OBJECTIVE. Count the lines in the entries below that contain the word "dead", and give only that number.

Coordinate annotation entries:
------------------------------------------------

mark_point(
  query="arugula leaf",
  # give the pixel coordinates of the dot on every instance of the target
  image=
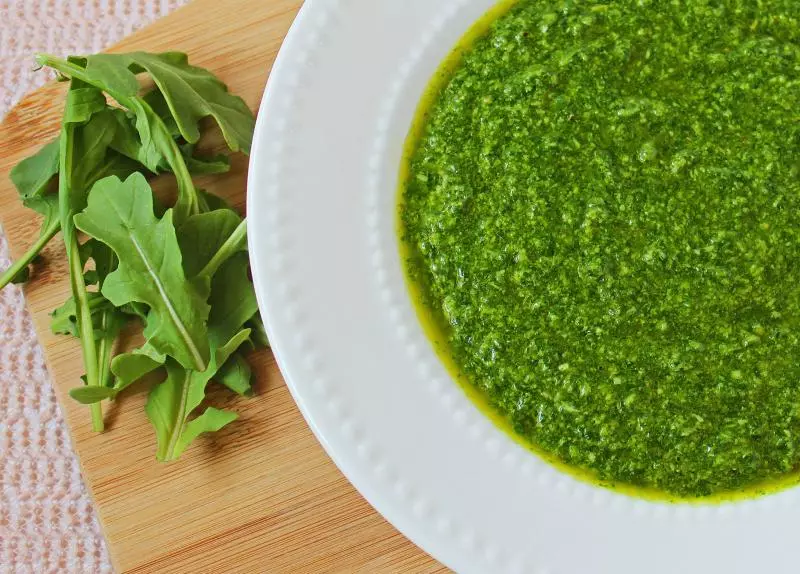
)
(130, 367)
(202, 236)
(83, 145)
(232, 299)
(211, 420)
(156, 139)
(64, 319)
(171, 403)
(120, 214)
(191, 93)
(204, 165)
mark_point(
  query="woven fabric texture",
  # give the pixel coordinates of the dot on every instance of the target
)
(47, 522)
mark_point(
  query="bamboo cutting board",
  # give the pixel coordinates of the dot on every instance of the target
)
(260, 496)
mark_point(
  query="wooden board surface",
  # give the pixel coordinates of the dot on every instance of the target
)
(260, 496)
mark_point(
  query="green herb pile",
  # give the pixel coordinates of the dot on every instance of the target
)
(181, 271)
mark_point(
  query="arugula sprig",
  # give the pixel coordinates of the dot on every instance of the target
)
(181, 271)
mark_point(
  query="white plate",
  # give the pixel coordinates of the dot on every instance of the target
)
(321, 205)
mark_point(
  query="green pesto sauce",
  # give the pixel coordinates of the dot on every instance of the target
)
(601, 211)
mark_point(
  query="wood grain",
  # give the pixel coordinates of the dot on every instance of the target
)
(260, 496)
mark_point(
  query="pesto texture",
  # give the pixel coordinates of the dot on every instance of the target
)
(603, 214)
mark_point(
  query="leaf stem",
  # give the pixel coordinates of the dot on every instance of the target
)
(231, 245)
(180, 418)
(85, 329)
(30, 255)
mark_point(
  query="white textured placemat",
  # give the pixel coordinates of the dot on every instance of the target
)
(47, 522)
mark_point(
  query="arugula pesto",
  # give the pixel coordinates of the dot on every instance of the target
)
(601, 211)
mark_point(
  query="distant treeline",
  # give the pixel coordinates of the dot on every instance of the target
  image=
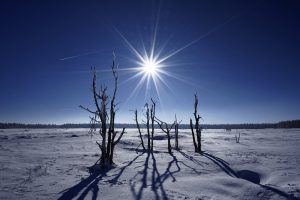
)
(283, 124)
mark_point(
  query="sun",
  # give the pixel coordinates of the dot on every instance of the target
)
(150, 67)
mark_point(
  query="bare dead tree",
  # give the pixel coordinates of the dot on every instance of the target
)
(196, 127)
(152, 116)
(165, 127)
(105, 119)
(139, 129)
(237, 138)
(147, 114)
(176, 127)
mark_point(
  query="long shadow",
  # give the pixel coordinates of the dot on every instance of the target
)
(91, 183)
(248, 176)
(87, 184)
(221, 163)
(157, 179)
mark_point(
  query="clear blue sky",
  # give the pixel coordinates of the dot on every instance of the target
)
(243, 59)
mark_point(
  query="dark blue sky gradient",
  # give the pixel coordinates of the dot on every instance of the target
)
(245, 69)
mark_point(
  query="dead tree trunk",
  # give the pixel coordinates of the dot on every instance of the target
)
(176, 126)
(139, 129)
(107, 121)
(148, 125)
(167, 130)
(152, 115)
(196, 127)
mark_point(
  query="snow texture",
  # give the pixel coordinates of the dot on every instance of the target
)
(52, 164)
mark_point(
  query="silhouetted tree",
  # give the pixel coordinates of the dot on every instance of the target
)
(105, 119)
(165, 127)
(196, 127)
(139, 129)
(149, 123)
(176, 127)
(152, 116)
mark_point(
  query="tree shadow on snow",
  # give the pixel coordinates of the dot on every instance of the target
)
(88, 184)
(247, 175)
(157, 178)
(91, 183)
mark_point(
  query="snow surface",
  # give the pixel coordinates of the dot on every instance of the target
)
(52, 164)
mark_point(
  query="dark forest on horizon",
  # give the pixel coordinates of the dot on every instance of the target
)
(282, 124)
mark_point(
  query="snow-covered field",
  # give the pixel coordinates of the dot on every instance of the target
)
(52, 164)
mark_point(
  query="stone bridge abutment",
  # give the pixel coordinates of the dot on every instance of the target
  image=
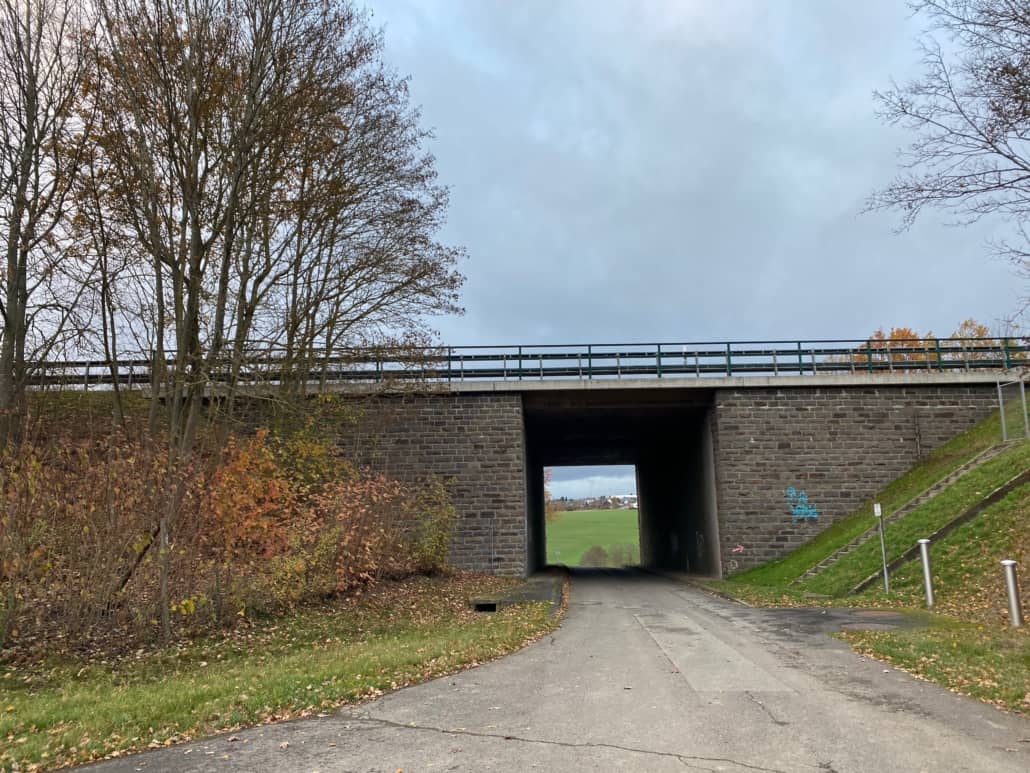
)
(731, 472)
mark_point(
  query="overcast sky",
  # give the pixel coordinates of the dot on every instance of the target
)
(678, 170)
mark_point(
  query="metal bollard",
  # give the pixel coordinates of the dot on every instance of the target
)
(924, 551)
(1015, 608)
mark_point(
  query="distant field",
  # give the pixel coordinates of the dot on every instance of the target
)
(576, 532)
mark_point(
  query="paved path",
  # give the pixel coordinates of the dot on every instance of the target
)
(645, 674)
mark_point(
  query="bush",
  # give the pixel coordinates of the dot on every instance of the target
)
(595, 556)
(116, 540)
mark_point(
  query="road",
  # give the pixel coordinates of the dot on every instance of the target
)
(645, 674)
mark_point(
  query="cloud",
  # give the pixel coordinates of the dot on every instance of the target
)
(594, 485)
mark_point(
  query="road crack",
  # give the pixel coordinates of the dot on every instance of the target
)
(686, 760)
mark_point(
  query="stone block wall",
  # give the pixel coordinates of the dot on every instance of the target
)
(476, 442)
(837, 445)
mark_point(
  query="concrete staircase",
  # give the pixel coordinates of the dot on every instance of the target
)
(907, 507)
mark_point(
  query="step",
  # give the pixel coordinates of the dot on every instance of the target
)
(907, 507)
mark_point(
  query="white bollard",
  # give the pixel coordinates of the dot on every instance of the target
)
(924, 551)
(1015, 608)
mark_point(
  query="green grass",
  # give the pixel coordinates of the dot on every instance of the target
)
(59, 712)
(935, 466)
(576, 531)
(899, 536)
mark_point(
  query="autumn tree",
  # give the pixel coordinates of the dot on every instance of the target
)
(42, 142)
(970, 113)
(901, 344)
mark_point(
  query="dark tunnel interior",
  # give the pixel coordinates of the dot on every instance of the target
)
(666, 436)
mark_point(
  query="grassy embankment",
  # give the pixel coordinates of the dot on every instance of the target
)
(577, 531)
(968, 645)
(60, 711)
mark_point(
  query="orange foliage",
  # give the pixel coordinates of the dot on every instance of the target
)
(249, 502)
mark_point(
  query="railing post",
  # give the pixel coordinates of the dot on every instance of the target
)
(1001, 413)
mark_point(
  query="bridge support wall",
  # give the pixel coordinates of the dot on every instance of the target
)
(838, 445)
(475, 442)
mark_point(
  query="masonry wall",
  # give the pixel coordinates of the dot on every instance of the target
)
(476, 441)
(836, 445)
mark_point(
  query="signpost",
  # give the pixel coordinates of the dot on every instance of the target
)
(879, 513)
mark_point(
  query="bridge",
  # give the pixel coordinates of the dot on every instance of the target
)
(743, 450)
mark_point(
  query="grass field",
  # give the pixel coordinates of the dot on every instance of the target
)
(64, 710)
(576, 532)
(967, 644)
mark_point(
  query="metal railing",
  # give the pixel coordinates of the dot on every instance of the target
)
(576, 362)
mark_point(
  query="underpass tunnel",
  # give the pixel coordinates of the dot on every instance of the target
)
(667, 438)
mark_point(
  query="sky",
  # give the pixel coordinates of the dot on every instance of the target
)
(679, 170)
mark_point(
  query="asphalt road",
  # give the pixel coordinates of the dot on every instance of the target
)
(645, 674)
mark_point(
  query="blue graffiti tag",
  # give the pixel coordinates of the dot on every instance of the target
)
(800, 509)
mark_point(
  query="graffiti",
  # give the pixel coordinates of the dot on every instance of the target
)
(800, 508)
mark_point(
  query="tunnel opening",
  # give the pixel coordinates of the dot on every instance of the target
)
(590, 515)
(664, 435)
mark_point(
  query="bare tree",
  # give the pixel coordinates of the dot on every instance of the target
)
(970, 111)
(271, 170)
(42, 140)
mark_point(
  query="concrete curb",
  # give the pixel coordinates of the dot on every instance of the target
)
(549, 587)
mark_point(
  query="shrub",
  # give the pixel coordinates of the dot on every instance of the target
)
(595, 556)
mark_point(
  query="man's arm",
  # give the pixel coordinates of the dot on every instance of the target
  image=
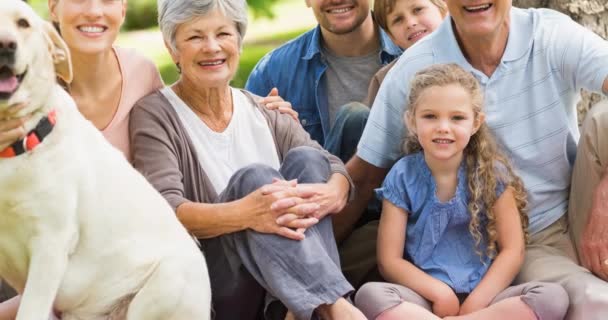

------------------------------------------------

THE REPLY. 2